BRIEF 1:
Answer these questions about the Snaptron thread, giving each answer on its own line marked the same way:
(a) What goal does the first message state?
(b) What is the listed size of junctions.sqlite?
(c) What does the last message say unifier is being run with?

TEXT EXTRACT:
Thanks for the commands! my goal is to generate the snaptron jxns.
Hi @pabloacera
Just a followup on your last comment (sorry, been quite busy with other things recently), you really should only need these files from your output above for Snaptron (you don't need the rest which is only for recount3):
-rw-r--r-- 1 root root 38522177 Feb 12 06:26 junctions.bgz
-rw-r--r-- 1 root root 240231 Feb 12 06:26 junctions.bgz.tbi
-rw-r--r-- 1 root root 287346688 Feb 12 06:26 junctions.sqlite
-rw-r--r-- 1 root root 1130 Feb 12 06:26 jx_stats_per_sample.tsv
drwxr-xr-x 2 root root 4096 Feb 12 06:26 lucene_full_standard/
drwxr-xr-x 2 root root 4096 Feb 12 06:26 lucene_full_ws/
-rw-r--r-- 1 root root 101 Feb 12 06:26 lucene_indexed_numeric_types.tsv
-rw-r--r-- 1 root root 95 Feb 12 06:26 samples.fields.tsv
-rw-r--r-- 1 root root 1798 Feb 12 06:26 samples.tsv
Hi,
I am running unifier with junction counts only. It seems that everything goes find, and all the snakemake jobs run without a problem but right at the end there is an error. I can see all the outputs in the folder, but I am not sure if I am missing something or it is just the clean up part where the issue pops. Here is the command I used and the error. Thanks a lot!!

INFORMATION PROVIDED:
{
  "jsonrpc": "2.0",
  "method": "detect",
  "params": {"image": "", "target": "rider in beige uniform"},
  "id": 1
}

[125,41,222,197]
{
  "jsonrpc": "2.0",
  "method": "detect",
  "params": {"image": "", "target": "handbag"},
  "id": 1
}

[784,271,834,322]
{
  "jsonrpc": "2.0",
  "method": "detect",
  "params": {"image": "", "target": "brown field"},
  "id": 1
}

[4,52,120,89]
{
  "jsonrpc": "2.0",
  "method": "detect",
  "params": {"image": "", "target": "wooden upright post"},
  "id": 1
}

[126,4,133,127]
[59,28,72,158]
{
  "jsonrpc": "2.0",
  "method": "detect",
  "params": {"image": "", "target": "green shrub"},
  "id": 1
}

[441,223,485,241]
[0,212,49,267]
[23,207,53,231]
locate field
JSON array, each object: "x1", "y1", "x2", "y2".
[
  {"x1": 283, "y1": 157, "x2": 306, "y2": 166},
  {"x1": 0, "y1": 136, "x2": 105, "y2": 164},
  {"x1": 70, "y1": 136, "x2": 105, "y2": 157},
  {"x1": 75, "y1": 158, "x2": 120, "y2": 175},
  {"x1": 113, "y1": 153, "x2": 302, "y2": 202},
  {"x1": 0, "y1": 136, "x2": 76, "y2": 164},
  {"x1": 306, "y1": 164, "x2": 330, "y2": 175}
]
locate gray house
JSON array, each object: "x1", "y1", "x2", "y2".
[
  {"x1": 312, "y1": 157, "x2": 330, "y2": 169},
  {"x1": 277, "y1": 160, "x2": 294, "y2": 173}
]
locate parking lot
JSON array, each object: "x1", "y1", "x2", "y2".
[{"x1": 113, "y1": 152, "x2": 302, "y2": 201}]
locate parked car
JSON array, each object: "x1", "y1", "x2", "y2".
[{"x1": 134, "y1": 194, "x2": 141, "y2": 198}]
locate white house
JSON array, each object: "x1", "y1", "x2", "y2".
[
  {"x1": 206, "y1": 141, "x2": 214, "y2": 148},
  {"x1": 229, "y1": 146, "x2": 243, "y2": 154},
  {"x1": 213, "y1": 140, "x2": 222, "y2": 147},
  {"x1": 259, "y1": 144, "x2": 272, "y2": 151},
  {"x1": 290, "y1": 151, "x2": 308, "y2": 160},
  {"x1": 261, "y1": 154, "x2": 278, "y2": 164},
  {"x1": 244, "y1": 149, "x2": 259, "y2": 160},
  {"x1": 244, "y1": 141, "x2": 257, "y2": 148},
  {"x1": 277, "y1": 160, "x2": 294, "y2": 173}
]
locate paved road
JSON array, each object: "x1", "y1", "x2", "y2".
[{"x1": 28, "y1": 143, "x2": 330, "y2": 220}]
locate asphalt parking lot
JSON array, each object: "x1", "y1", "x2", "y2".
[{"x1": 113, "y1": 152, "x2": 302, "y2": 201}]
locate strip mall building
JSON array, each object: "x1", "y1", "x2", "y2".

BRIEF 2: In the rows above, from the first one through the line holding "[59,28,72,158]", inclusive, substitute "locate" for "detect". Give only those lines again, with nothing else changed.

EXERCISE ANSWER 1:
(a) To generate the snaptron jxns.
(b) 287346688
(c) Junction counts only.

EXERCISE ANSWER 2:
{
  "jsonrpc": "2.0",
  "method": "locate",
  "params": {"image": "", "target": "rider in beige uniform"},
  "id": 1
}

[125,41,222,197]
{
  "jsonrpc": "2.0",
  "method": "locate",
  "params": {"image": "", "target": "handbag"},
  "id": 1
}

[784,271,834,322]
{
  "jsonrpc": "2.0",
  "method": "locate",
  "params": {"image": "", "target": "brown field"},
  "id": 1
}

[4,52,120,89]
{
  "jsonrpc": "2.0",
  "method": "locate",
  "params": {"image": "", "target": "wooden upright post"},
  "id": 1
}

[126,4,133,127]
[59,28,72,158]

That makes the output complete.